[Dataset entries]
_____

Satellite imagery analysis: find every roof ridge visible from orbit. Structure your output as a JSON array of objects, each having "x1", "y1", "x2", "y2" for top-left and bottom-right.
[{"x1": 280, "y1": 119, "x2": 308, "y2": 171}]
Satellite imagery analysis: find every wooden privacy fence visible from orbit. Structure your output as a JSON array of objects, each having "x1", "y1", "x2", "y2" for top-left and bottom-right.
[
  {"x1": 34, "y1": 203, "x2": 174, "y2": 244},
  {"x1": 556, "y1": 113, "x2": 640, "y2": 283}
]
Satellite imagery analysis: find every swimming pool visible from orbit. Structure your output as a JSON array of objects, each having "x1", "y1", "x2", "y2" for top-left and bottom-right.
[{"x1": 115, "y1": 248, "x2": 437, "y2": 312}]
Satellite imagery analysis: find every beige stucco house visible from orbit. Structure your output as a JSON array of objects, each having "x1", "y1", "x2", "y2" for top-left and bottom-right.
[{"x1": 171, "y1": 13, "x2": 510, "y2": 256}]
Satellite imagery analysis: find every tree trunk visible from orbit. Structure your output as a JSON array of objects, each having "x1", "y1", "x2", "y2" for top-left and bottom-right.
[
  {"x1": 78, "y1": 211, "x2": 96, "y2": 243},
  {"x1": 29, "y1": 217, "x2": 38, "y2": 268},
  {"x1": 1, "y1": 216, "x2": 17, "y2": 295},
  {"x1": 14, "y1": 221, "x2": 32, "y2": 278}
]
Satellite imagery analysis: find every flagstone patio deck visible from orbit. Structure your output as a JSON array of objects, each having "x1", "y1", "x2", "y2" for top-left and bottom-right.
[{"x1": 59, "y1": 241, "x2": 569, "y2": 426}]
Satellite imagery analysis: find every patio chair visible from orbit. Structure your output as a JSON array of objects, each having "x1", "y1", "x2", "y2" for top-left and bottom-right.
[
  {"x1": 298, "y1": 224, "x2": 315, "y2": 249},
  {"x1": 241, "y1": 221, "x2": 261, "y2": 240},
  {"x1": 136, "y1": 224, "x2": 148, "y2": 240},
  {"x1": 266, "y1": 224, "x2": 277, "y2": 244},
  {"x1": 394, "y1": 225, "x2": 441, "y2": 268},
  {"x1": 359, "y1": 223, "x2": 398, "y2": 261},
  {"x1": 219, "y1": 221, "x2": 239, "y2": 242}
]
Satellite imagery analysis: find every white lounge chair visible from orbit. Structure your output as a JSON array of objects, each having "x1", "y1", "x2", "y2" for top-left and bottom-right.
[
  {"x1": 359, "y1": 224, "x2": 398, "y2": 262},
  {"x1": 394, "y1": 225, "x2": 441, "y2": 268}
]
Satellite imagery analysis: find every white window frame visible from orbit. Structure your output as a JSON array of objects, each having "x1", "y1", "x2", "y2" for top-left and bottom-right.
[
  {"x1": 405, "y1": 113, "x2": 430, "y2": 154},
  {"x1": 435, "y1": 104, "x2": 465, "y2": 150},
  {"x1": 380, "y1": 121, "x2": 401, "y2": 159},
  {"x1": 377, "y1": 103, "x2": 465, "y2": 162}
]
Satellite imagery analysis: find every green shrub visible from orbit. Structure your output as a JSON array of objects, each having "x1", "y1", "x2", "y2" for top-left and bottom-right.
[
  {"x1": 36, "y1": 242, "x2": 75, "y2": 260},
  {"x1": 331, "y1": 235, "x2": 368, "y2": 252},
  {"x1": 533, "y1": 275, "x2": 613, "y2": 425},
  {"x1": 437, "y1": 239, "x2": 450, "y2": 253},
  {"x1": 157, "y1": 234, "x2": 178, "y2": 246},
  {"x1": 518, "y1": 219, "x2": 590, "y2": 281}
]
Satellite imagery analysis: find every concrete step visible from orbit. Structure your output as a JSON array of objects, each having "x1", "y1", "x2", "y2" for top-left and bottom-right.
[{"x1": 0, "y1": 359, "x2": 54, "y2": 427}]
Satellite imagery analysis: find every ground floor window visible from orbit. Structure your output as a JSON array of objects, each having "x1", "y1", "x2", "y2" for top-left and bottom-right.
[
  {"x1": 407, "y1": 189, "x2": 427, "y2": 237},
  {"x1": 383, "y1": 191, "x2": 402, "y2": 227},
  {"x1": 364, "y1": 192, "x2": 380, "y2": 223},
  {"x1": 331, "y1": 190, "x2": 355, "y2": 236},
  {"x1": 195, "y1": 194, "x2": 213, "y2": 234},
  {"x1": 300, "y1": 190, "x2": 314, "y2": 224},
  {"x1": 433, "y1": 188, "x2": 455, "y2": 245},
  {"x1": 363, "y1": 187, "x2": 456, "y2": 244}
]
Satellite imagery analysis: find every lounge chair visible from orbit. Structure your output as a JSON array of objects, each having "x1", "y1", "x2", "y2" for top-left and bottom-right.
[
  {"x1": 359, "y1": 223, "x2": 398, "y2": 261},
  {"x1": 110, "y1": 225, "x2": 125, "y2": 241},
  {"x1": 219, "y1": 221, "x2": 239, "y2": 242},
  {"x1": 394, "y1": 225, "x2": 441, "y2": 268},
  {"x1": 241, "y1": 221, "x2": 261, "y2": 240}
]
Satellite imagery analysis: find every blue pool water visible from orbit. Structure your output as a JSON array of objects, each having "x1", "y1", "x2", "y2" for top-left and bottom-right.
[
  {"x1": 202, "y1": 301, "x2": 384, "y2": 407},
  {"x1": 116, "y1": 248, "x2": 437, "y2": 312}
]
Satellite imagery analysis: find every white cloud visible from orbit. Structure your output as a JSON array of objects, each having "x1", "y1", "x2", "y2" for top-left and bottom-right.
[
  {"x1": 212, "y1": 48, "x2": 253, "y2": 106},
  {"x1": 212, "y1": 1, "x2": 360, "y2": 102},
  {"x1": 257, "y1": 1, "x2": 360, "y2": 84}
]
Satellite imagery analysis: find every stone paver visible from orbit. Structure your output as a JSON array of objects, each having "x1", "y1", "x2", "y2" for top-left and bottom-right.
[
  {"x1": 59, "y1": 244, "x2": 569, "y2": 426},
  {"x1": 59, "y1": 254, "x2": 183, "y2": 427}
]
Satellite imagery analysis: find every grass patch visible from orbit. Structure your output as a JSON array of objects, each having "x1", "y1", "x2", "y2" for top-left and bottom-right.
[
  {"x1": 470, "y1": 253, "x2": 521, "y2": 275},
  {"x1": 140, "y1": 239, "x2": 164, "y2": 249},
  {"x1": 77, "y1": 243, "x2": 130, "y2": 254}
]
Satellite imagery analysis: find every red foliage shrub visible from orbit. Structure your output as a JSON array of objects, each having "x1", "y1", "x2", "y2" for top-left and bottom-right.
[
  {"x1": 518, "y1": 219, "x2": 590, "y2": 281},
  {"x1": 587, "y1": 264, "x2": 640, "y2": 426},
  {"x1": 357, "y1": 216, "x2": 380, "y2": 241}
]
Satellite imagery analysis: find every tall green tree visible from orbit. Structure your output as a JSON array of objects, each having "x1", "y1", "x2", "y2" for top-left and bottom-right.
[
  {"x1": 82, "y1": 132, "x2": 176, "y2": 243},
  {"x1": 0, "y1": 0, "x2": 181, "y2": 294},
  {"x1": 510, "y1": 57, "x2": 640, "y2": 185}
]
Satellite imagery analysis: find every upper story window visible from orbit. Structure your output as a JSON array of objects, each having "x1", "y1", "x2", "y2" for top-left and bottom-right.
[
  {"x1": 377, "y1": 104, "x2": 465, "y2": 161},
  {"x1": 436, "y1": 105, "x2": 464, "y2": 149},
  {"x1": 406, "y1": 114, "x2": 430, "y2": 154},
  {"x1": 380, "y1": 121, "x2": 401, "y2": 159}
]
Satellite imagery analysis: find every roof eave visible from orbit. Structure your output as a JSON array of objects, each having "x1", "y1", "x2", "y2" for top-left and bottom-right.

_____

§ **ABOUT THIS TASK**
The reply should be a precise retyping of all the data.

§ **PROBLEM SOLUTION**
Satellite imagery analysis: find every roof ridge visible from orbit. Structure your output as a JSON array of objects, each having "x1", "y1", "x2", "y2" for top-left and bottom-right.
[{"x1": 280, "y1": 119, "x2": 308, "y2": 171}]
Satellite imagery analysis: find every wooden privacy fence visible from orbit. Structure your output as a JSON array of objects, each having "x1", "y1", "x2", "y2" for top-left and bottom-right.
[
  {"x1": 34, "y1": 203, "x2": 174, "y2": 244},
  {"x1": 556, "y1": 113, "x2": 640, "y2": 283}
]
Satellite imagery analysis: find every swimming pool visible from orbit. Structure your output as a JSON array of objects, each having "x1", "y1", "x2", "y2" for top-left and bottom-right.
[{"x1": 115, "y1": 248, "x2": 437, "y2": 312}]
Satellite imagery analysis: find every beige stucco house visible from orbit. Structure your output as a JSON array of objects, each having "x1", "y1", "x2", "y2" for top-left and bottom-right.
[{"x1": 171, "y1": 13, "x2": 510, "y2": 256}]
Satellite imagery analysis: find every tree trunk visible from orbit. Structure your output as a JSON array of objects, each having "x1", "y1", "x2", "y2" for top-left and bottom-right.
[
  {"x1": 78, "y1": 211, "x2": 96, "y2": 243},
  {"x1": 29, "y1": 217, "x2": 38, "y2": 268},
  {"x1": 1, "y1": 216, "x2": 17, "y2": 295},
  {"x1": 14, "y1": 221, "x2": 32, "y2": 278}
]
Satellite imagery analysis: find every flagstone patio deck visible from orbit. Structure your output as a JSON array of objects, each having "x1", "y1", "x2", "y2" for top-left and bottom-right.
[{"x1": 59, "y1": 241, "x2": 569, "y2": 426}]
Satellite imagery analysis: find every patio chair visible from orbit. Structure your output as a JSON array of objects, each having "x1", "y1", "x2", "y2" for top-left and bottom-right.
[
  {"x1": 298, "y1": 224, "x2": 315, "y2": 249},
  {"x1": 241, "y1": 221, "x2": 261, "y2": 240},
  {"x1": 136, "y1": 224, "x2": 148, "y2": 240},
  {"x1": 266, "y1": 224, "x2": 277, "y2": 244},
  {"x1": 394, "y1": 225, "x2": 441, "y2": 268},
  {"x1": 359, "y1": 223, "x2": 398, "y2": 261},
  {"x1": 219, "y1": 221, "x2": 239, "y2": 242}
]
Satellite imagery analysis: find every white lounge chair visible from orbit. Structure your output as a JSON array of objects, each having "x1", "y1", "x2", "y2" for top-left and bottom-right.
[
  {"x1": 359, "y1": 224, "x2": 398, "y2": 262},
  {"x1": 394, "y1": 225, "x2": 441, "y2": 268}
]
Satellite imagery analysis: find every white window frame visible from orbit. Structure your output as a JSON array of objects, each having "x1", "y1", "x2", "y2" for top-left and bottom-right.
[
  {"x1": 405, "y1": 113, "x2": 430, "y2": 154},
  {"x1": 435, "y1": 104, "x2": 465, "y2": 150},
  {"x1": 380, "y1": 121, "x2": 401, "y2": 159},
  {"x1": 377, "y1": 103, "x2": 465, "y2": 162}
]
Satellite imagery analysis: find every green shrub visible from orbit. Structure your output as a JSON array of objects, each having "x1", "y1", "x2", "y2" for top-left and bottom-right.
[
  {"x1": 36, "y1": 242, "x2": 75, "y2": 260},
  {"x1": 331, "y1": 235, "x2": 368, "y2": 252},
  {"x1": 533, "y1": 275, "x2": 613, "y2": 425},
  {"x1": 437, "y1": 239, "x2": 450, "y2": 253},
  {"x1": 157, "y1": 234, "x2": 178, "y2": 246},
  {"x1": 518, "y1": 219, "x2": 590, "y2": 281}
]
Satellite imagery analysis: find every concrete step visible from orbit. Structure your output as a JSON array of objects, each having "x1", "y1", "x2", "y2" for top-left and bottom-right.
[{"x1": 0, "y1": 359, "x2": 54, "y2": 427}]
Satellite imagery analysis: find every ground floor window visible from orbit. Structure your output as a JSON array of objects, each having "x1", "y1", "x2", "y2" for top-left and bottom-right.
[
  {"x1": 407, "y1": 189, "x2": 427, "y2": 237},
  {"x1": 383, "y1": 191, "x2": 402, "y2": 227},
  {"x1": 364, "y1": 192, "x2": 380, "y2": 223},
  {"x1": 331, "y1": 190, "x2": 355, "y2": 236},
  {"x1": 195, "y1": 194, "x2": 213, "y2": 234},
  {"x1": 300, "y1": 190, "x2": 314, "y2": 224},
  {"x1": 433, "y1": 188, "x2": 455, "y2": 245},
  {"x1": 363, "y1": 187, "x2": 456, "y2": 244}
]
Satellite imagery analysis: find every lounge chair visible from orbit. Structure your output as a JSON array of objects, each having "x1", "y1", "x2", "y2" for top-left and bottom-right.
[
  {"x1": 359, "y1": 223, "x2": 398, "y2": 261},
  {"x1": 110, "y1": 225, "x2": 125, "y2": 241},
  {"x1": 219, "y1": 221, "x2": 239, "y2": 242},
  {"x1": 394, "y1": 225, "x2": 441, "y2": 268},
  {"x1": 241, "y1": 221, "x2": 261, "y2": 240}
]
Satellite imagery analysis: find every blue pool water visible from orbit. Structure your output as a JSON array of objects, each having "x1", "y1", "x2", "y2" for top-left and bottom-right.
[
  {"x1": 202, "y1": 301, "x2": 384, "y2": 407},
  {"x1": 116, "y1": 248, "x2": 437, "y2": 312}
]
Satellite imagery analysis: find every white cloud visible from orbit. Structure your output as a JSON array of objects, each having "x1", "y1", "x2", "y2" for top-left and bottom-right.
[
  {"x1": 212, "y1": 48, "x2": 253, "y2": 106},
  {"x1": 212, "y1": 1, "x2": 360, "y2": 102},
  {"x1": 257, "y1": 1, "x2": 360, "y2": 84}
]
Satellite imagery analysis: find every stone paver visible from orbit. Structure your output as a JSON array of objects, each having "x1", "y1", "x2", "y2" for top-left and bottom-right.
[
  {"x1": 59, "y1": 244, "x2": 569, "y2": 426},
  {"x1": 59, "y1": 254, "x2": 183, "y2": 427}
]
Satellite imagery analysis: find every grass patch visible from orbit. Structure your output as a JSON array of objects, each having "x1", "y1", "x2", "y2" for top-left and bottom-right.
[
  {"x1": 470, "y1": 253, "x2": 521, "y2": 275},
  {"x1": 140, "y1": 239, "x2": 164, "y2": 249},
  {"x1": 77, "y1": 243, "x2": 130, "y2": 254}
]
Satellite imagery analysis: find every red foliage shrub visible from orbit. Structure your output as a JSON array of objects, each having "x1", "y1", "x2", "y2" for top-left and bottom-right.
[
  {"x1": 518, "y1": 219, "x2": 590, "y2": 281},
  {"x1": 587, "y1": 264, "x2": 640, "y2": 426},
  {"x1": 357, "y1": 216, "x2": 380, "y2": 241}
]
Satellite imagery analysis: find every tall green tree visible from orbit. Structure your output as a JSON array of objects, each having "x1", "y1", "x2", "y2" for top-left and bottom-right.
[
  {"x1": 82, "y1": 132, "x2": 176, "y2": 243},
  {"x1": 0, "y1": 0, "x2": 181, "y2": 294},
  {"x1": 510, "y1": 57, "x2": 640, "y2": 185}
]
Satellite imagery analysis: find every upper story window visible from orbit. Structure your output as a JSON array of objects, each having "x1", "y1", "x2", "y2" for top-left and bottom-right.
[
  {"x1": 377, "y1": 104, "x2": 465, "y2": 161},
  {"x1": 436, "y1": 105, "x2": 464, "y2": 149},
  {"x1": 406, "y1": 114, "x2": 430, "y2": 154},
  {"x1": 380, "y1": 121, "x2": 401, "y2": 159}
]
Satellite imagery analysis: find every roof eave visible from orbit. Structure your output as a JSON array of objects, each having "x1", "y1", "x2", "y2" for top-left and bottom-right.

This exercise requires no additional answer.